Your assignment »
Would you reproduce, without any alteration, the lines from the opening line of the entries through the line that has "Target: cobblestone pavement" in it?

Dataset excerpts
········
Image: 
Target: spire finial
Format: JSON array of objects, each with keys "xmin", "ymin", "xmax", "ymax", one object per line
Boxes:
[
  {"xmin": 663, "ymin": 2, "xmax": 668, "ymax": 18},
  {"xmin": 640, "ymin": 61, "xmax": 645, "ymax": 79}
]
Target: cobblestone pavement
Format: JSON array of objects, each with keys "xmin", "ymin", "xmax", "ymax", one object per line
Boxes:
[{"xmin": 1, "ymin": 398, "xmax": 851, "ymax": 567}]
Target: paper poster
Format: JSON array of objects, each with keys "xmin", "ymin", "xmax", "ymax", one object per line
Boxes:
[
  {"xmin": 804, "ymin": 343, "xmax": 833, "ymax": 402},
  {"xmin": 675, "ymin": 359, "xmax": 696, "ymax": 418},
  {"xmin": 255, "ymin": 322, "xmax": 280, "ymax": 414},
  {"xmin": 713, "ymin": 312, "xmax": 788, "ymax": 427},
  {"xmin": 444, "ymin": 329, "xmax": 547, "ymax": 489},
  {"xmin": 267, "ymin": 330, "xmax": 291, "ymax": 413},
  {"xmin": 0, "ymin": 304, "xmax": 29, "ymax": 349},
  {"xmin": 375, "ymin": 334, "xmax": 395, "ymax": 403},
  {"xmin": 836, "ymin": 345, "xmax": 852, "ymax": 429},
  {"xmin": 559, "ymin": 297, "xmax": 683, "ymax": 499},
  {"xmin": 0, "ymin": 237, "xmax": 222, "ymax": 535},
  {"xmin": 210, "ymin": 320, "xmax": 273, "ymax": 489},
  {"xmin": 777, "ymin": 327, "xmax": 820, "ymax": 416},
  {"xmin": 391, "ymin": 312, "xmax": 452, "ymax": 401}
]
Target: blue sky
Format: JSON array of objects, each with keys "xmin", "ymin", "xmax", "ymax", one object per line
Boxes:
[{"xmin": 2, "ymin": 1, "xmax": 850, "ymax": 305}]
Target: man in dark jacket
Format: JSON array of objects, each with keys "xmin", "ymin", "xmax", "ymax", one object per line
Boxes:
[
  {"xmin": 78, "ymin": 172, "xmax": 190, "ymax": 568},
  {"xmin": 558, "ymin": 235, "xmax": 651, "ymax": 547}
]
········
Solution for this exercise »
Image: 
Target: spire finial
Format: JSON array of objects, each with keys "xmin", "ymin", "xmax", "ymax", one object per line
Boxes:
[
  {"xmin": 663, "ymin": 2, "xmax": 668, "ymax": 18},
  {"xmin": 640, "ymin": 61, "xmax": 645, "ymax": 79}
]
Target: cobblestone pavement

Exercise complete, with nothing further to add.